[Records from a data source]
[BEGIN]
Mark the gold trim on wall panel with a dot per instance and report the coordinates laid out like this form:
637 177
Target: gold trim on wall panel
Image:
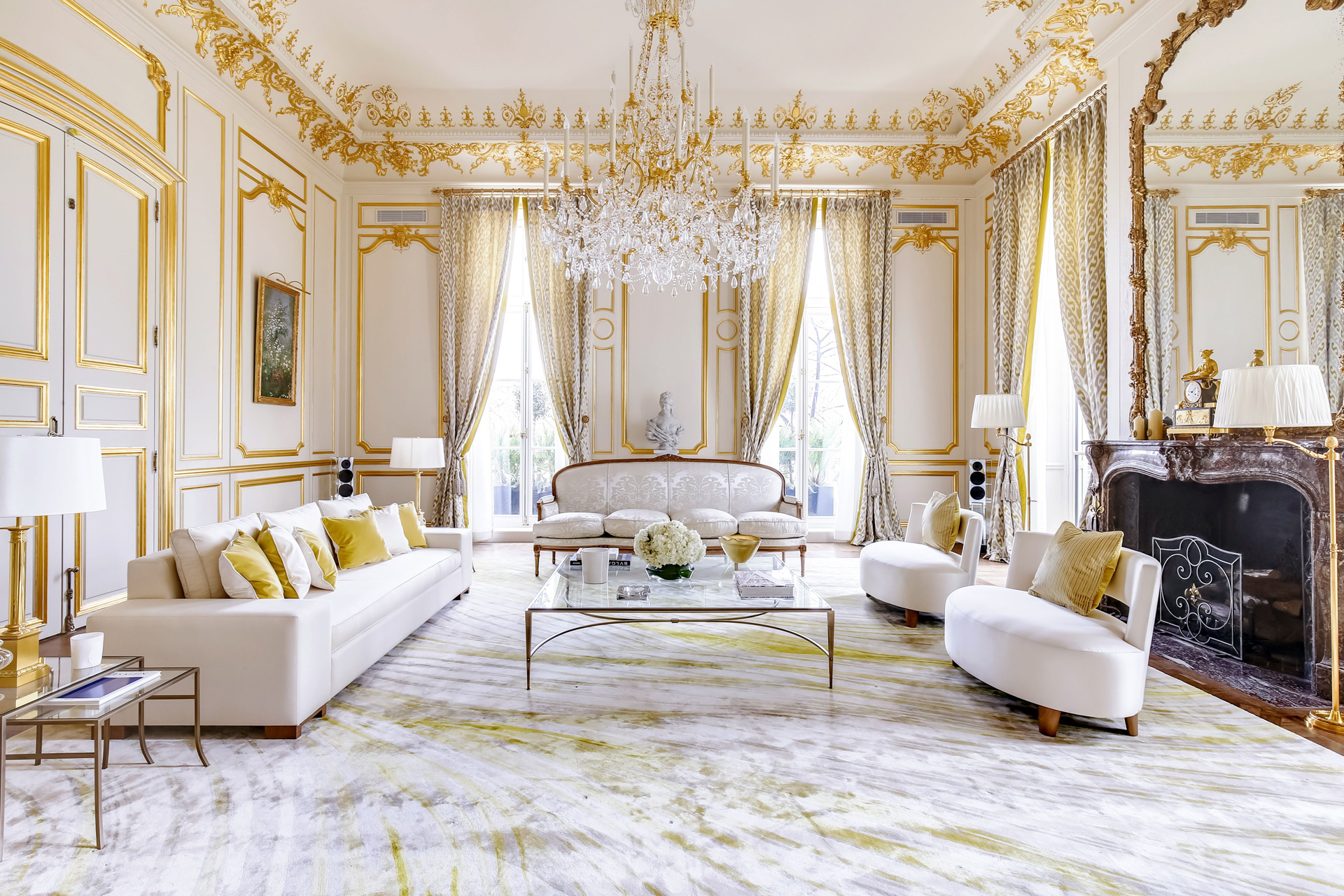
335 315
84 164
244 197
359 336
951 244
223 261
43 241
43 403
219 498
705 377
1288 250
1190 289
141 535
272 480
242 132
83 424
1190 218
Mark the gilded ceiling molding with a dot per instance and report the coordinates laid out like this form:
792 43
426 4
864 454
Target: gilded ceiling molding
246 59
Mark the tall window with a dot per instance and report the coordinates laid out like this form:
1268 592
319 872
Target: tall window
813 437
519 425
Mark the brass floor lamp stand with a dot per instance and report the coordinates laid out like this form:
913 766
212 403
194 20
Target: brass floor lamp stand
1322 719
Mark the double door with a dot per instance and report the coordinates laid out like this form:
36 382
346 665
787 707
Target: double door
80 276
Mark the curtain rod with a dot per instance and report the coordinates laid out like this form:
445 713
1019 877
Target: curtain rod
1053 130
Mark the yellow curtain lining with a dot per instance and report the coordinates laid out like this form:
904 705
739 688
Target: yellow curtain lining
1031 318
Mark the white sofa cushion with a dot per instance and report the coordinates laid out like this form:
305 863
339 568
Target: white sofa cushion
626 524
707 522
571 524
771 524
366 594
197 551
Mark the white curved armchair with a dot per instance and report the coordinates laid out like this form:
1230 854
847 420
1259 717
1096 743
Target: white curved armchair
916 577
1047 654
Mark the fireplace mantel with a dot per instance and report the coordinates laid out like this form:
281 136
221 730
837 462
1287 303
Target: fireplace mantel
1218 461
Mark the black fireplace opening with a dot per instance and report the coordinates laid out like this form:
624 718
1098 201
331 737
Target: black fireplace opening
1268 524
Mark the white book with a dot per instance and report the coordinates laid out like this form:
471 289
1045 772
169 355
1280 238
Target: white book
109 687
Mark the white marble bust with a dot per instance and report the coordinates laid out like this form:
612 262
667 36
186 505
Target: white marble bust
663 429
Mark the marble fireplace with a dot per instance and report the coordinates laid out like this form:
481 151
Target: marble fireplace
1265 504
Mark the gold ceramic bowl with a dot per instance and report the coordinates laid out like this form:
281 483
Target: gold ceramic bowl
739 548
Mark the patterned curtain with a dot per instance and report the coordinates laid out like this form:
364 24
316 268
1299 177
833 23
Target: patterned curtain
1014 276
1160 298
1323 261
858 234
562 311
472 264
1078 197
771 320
[END]
Copy every one of the records above word for word, leaving out the pictures.

Mark the gold trim on wall panel with a dot per instance and report the coordinates laid out like this form:
637 177
Target: gold trim on wall panel
Image:
335 315
84 164
244 197
359 336
951 244
223 261
43 241
43 403
219 498
705 377
1288 250
1190 289
141 535
272 480
242 132
83 424
1190 218
Mark the gilded ceiling molding with a dot per instance and report the coordinates laid out like this form:
792 43
426 4
864 454
Target: gilded ceiling molding
246 59
Mark the tall window with a dot per instance and report the coordinates laid out like this form:
1268 592
319 872
Target: tall window
813 437
519 425
Mark the brass floor lamp stand with a dot per instance and report the coordinates laid out like this form:
913 766
212 403
194 20
Target: brass floor lamp stand
1322 719
Mark the double door with a dot per instance and report the coordinates laid out like this form:
36 382
346 665
787 707
Target: double door
80 276
Mark the curtain rod with a dot per instance and report the coordinates laid out like this form:
445 713
1019 877
Target: curtain rod
1053 130
Mark the yellow curtain lining with a dot per instance and report the coordinates laid out like this form:
904 705
739 688
Target: yellow curtain lining
1031 318
Mark the white sofa cushion with a dot per instance and report the coordinates laid out like this form:
305 863
339 568
Target: white sofa cushion
626 524
707 522
571 524
771 524
366 594
197 551
Mark the white curved armchair with a dot per instance and report the coordinates laid out like this form:
1230 854
847 420
1259 717
1096 743
Target: white curved armchair
916 577
1047 654
Mark the fireplace mantel with a dot per instance and report the coordinates laid out like this form:
281 136
221 730
837 462
1287 303
Target: fireplace mantel
1218 461
Mark the black fireplace opening with a dot per instance and report the coordinates laid out like this form:
624 718
1098 201
331 737
Target: black fireplace opening
1268 524
Mark the white book with a dot per instance and report the coordinates laid out like this form:
471 289
1045 772
169 355
1280 238
Target: white book
109 687
Mark the white marble bust with a dot per instance and report the coordinates laid out like this form:
612 262
667 36
186 505
Target: white marble bust
663 429
Mark the marble fireplace with a dot per instance and report the coordinates laid out like this form:
481 151
Target: marble fireplace
1265 504
Mark the gold ceramic bowl with a dot per instance and report the coordinates laid out like this form:
281 483
Target: gold ceramic bowl
739 548
Mark the patterned curtain with a dot per instance and report the coordinates laid out like this form:
364 24
316 268
1299 177
833 23
Target: patterned curtain
1014 276
1160 298
1323 261
858 234
562 311
472 264
1078 197
771 320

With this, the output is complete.